TASK: Write the line that includes "Where can the white jeep" and all subsequent lines, exactly as written, and nothing more.

ROWS:
»»

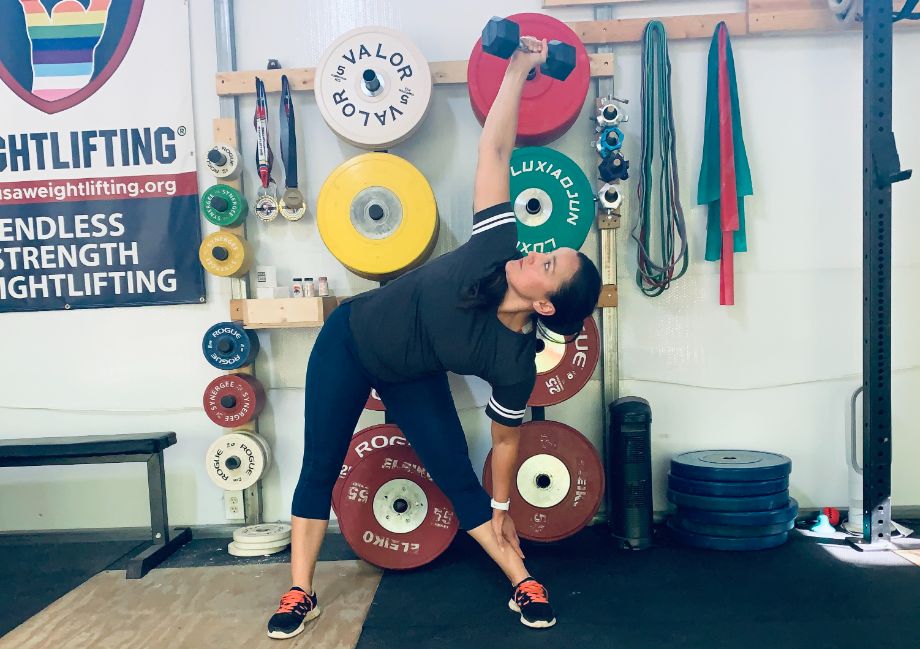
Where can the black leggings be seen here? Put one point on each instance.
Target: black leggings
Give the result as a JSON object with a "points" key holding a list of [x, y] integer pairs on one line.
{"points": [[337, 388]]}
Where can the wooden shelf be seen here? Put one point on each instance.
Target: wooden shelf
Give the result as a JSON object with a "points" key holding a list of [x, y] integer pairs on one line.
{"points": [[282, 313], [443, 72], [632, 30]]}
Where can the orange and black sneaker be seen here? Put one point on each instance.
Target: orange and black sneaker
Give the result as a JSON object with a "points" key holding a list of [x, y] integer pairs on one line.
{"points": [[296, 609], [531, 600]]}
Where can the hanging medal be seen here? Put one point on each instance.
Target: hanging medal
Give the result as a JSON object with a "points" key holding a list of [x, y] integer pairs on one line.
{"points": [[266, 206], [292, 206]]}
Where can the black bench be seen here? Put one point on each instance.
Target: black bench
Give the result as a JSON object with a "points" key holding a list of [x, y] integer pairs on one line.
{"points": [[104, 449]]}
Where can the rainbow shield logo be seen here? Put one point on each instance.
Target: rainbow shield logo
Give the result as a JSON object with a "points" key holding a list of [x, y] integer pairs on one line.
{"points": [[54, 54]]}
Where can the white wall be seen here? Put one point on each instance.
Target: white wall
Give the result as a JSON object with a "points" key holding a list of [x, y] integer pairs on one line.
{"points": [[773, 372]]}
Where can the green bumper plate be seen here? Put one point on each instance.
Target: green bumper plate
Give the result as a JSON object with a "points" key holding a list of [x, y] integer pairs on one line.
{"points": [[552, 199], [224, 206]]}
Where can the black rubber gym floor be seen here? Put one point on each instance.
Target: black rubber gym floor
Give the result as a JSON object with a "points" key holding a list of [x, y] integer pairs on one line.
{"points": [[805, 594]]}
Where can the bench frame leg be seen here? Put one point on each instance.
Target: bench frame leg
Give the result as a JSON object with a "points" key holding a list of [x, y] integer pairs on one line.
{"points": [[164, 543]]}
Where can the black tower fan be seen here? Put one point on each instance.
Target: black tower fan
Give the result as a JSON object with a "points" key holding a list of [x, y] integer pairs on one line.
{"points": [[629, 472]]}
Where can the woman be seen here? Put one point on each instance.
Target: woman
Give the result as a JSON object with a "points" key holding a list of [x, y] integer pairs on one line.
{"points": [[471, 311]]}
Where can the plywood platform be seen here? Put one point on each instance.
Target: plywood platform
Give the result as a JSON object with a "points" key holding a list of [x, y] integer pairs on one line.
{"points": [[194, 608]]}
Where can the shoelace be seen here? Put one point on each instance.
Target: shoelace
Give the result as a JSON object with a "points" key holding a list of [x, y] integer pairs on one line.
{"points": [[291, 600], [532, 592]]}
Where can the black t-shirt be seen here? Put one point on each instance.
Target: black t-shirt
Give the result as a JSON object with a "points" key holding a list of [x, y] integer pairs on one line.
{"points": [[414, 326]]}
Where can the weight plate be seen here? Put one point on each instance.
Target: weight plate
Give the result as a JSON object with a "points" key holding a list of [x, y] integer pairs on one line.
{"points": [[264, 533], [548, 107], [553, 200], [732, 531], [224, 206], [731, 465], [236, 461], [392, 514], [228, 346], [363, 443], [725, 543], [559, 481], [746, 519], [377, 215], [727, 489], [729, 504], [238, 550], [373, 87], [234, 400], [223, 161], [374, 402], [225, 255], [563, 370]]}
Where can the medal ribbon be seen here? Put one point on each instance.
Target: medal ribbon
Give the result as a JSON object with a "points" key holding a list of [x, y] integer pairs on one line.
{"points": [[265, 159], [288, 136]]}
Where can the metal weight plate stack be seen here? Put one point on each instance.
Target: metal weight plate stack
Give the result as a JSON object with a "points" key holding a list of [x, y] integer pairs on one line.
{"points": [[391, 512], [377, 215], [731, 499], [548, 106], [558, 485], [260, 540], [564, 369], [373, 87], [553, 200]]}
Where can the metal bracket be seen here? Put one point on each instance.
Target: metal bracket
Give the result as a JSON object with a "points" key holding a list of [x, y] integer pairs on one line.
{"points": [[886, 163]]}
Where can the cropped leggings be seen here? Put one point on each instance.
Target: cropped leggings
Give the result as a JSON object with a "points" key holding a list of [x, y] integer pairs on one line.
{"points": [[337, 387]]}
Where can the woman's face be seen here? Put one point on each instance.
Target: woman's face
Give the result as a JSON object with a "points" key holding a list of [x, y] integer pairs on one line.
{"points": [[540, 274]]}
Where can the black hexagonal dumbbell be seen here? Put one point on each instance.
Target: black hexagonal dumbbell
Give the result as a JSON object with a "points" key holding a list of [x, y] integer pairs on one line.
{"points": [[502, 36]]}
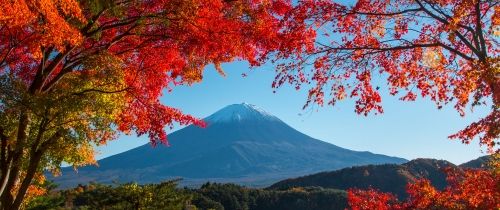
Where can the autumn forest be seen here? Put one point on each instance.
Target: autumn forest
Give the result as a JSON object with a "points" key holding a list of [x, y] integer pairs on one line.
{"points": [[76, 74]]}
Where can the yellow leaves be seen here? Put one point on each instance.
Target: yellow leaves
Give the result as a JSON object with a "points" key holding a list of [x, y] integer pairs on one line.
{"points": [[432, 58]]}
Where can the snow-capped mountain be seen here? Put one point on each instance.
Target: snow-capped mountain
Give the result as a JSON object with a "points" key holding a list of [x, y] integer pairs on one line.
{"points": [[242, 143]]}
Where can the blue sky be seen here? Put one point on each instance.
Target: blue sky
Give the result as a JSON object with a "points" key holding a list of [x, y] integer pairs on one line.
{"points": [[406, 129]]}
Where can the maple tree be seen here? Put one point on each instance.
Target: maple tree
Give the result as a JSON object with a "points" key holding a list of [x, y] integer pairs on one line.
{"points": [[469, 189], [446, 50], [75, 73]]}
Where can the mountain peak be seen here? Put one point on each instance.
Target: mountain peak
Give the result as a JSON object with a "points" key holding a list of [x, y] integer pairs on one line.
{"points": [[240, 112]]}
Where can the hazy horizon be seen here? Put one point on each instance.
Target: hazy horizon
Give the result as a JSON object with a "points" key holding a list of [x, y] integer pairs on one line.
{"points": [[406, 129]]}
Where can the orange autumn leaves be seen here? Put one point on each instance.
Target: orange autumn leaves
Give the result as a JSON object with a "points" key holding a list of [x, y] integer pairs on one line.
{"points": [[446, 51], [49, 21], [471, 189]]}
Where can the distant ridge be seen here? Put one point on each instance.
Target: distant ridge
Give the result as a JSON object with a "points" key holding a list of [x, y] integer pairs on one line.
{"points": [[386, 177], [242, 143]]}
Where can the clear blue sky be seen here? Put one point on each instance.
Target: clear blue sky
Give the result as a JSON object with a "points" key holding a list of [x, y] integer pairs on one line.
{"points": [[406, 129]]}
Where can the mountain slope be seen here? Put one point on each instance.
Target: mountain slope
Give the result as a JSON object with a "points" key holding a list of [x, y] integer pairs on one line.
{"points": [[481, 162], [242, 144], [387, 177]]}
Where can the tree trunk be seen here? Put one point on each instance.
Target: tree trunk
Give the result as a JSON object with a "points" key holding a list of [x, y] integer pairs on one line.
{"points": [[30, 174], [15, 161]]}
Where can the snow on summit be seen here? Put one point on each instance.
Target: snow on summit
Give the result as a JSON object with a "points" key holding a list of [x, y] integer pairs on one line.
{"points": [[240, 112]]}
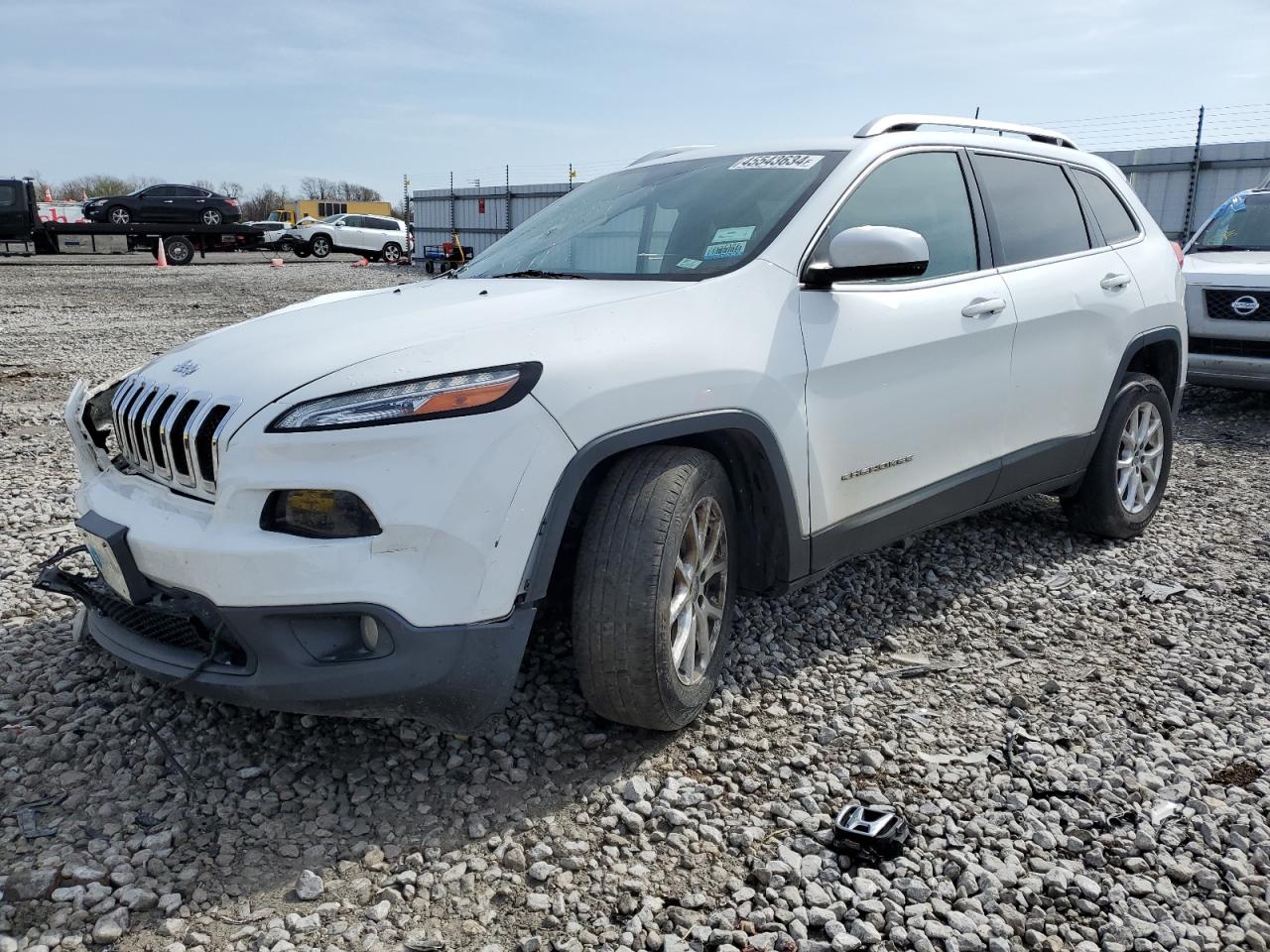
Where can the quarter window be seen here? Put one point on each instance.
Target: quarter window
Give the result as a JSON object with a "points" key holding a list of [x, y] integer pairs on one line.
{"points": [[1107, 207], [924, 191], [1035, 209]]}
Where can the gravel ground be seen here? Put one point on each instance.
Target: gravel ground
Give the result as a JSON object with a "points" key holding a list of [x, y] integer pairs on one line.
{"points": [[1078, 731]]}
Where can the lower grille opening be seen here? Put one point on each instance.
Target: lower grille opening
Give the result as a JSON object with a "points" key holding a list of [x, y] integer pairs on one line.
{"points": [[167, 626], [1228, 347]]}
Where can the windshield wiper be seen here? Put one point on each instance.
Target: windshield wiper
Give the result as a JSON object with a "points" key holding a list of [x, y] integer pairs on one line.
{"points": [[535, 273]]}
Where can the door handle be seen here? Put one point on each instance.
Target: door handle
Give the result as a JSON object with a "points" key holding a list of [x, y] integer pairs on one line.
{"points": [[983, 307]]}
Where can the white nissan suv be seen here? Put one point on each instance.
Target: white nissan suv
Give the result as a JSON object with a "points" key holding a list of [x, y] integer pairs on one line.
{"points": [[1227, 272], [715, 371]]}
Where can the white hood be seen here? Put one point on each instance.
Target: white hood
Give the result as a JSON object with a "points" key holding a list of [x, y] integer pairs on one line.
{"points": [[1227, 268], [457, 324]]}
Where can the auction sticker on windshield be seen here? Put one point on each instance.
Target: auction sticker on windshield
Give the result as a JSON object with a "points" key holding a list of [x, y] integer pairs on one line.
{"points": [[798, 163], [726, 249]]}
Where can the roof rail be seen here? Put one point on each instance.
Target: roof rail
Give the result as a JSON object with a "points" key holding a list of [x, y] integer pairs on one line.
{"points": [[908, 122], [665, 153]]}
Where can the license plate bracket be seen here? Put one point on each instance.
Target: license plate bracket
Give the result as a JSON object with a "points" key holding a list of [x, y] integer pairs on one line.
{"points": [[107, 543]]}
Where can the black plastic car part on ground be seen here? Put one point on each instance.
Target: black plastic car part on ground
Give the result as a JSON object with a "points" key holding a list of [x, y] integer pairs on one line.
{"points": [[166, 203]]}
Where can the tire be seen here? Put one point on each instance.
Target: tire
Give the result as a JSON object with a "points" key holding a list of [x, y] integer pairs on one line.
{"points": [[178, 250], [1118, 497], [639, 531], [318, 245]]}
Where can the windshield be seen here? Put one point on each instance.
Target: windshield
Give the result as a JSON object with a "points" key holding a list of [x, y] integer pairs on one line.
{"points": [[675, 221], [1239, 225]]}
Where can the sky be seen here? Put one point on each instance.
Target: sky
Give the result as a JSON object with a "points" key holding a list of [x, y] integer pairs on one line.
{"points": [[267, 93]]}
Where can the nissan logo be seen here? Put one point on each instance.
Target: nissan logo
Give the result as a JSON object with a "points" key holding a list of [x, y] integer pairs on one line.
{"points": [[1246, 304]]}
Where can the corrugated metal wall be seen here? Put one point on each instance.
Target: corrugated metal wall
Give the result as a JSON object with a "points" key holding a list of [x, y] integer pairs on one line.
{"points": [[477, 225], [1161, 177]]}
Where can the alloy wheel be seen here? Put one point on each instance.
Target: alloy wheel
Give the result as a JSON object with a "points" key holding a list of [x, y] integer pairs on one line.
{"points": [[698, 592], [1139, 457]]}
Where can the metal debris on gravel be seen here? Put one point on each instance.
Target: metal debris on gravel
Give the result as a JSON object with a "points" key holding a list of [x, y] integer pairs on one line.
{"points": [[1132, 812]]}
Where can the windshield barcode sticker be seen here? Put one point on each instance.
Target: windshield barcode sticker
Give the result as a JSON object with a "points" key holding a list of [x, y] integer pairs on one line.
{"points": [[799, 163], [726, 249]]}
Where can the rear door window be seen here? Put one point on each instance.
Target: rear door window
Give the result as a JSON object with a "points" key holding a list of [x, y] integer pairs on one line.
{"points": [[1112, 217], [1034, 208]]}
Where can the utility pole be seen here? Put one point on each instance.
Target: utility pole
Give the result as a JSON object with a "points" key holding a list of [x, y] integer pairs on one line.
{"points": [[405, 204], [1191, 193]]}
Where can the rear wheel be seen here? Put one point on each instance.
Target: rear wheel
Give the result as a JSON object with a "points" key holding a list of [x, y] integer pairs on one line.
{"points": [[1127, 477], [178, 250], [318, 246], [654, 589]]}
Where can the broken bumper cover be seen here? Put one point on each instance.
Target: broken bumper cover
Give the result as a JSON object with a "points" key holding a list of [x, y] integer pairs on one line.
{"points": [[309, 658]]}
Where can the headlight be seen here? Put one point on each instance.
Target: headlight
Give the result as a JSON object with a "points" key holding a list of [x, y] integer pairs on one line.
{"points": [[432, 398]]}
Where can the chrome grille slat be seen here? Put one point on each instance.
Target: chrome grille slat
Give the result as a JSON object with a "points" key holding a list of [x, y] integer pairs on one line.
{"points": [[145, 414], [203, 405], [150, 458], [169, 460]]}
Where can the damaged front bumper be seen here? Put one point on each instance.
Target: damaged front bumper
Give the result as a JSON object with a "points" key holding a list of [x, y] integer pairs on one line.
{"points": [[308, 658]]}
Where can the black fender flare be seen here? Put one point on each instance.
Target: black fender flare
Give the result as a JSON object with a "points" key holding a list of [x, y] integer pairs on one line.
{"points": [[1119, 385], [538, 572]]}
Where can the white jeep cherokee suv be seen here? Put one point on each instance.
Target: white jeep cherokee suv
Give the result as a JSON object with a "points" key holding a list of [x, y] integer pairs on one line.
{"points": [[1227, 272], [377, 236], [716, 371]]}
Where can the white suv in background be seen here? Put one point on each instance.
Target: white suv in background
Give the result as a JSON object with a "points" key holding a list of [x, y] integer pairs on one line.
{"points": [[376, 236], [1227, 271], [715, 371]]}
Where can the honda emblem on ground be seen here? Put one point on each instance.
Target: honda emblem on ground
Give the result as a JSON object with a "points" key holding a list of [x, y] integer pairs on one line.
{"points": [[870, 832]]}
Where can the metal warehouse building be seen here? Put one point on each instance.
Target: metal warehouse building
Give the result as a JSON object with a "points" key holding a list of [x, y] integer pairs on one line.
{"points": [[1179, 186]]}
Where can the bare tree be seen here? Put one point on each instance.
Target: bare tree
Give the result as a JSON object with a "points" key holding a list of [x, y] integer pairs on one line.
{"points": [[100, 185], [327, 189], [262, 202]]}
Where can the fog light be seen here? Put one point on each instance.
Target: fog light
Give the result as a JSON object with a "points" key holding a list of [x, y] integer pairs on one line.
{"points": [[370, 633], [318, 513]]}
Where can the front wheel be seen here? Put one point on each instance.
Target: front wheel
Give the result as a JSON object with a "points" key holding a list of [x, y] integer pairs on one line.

««

SOLUTION TO THIS EXERCISE:
Where can the white jeep cherokee suv be seen here? Put one point on each instance.
Target: white jeep cherokee suv
Give the result as a JSON object with a "points" key holding a list of [x, y] integer pairs on one line.
{"points": [[1227, 272], [377, 236], [716, 371]]}
Where can the white suv in background be seen here? Put one point on each instance.
Target: white suv in background
Give the result as a JSON object with a "points" key holding a list of [x, y] integer pairs on one line.
{"points": [[376, 236], [1227, 271], [715, 371]]}
Where can the honda emblem on ground be seen here? Put one point on each instance.
Target: honda emblem on ground
Give the result as a JSON object with a "points" key holding a list of [x, y] integer pairs on one line.
{"points": [[870, 832]]}
Where can the metal warehouse building be seen here? Put one point on each instance.
Target: metal warehouse building
Give the result as a JSON object with a "points" key holding a list of [x, y] integer pairs on one line.
{"points": [[1179, 186]]}
Where can the bare tree be seen here? Put one point on each instance.
Target: bare tree
Give the result as a JSON object with a "points" key holding a list of [x, y] integer pairs on one line.
{"points": [[100, 185], [327, 189], [262, 202]]}
Where can the fog light be seen here? Put one point on each instance.
Target: fog light
Give the result as a JSON object with a "points" key holding a list of [x, y] integer pairs on one line.
{"points": [[370, 633], [318, 513]]}
Where can the front wheel be seen here? Put one point on each instance.
Target: front wheel
Give the result as a JSON object with a "points" key holding a list of [x, y] integer pairs on one line.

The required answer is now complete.